Task objective
Through the line that contains "Trace the outline", return the data below exactly, starting at its first line; leave the rest out.

※ ※ ※

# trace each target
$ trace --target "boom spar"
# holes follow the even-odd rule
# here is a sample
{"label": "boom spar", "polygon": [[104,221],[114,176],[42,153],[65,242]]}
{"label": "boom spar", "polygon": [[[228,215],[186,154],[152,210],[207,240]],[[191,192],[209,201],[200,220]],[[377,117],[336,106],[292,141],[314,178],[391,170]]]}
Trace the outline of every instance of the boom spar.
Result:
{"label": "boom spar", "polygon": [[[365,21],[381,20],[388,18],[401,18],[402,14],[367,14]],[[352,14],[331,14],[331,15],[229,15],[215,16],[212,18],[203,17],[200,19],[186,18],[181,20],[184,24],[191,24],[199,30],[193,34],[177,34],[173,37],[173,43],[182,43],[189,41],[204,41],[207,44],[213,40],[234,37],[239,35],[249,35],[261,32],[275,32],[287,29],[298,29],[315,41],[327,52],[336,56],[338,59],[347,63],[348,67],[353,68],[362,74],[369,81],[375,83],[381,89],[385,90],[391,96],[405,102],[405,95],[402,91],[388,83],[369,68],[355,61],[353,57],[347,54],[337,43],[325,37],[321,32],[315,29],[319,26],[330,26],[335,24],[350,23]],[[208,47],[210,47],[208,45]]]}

※ ※ ※

Task output
# trace each target
$ trace --target "boom spar"
# holes follow the even-odd rule
# here is a sample
{"label": "boom spar", "polygon": [[104,221],[114,176],[42,153],[65,242]]}
{"label": "boom spar", "polygon": [[[228,215],[186,154],[152,210],[207,240]],[[191,192],[209,201],[200,220]],[[377,117],[336,106],[292,141],[314,178],[391,170]]]}
Trace the outline of every instance of the boom spar.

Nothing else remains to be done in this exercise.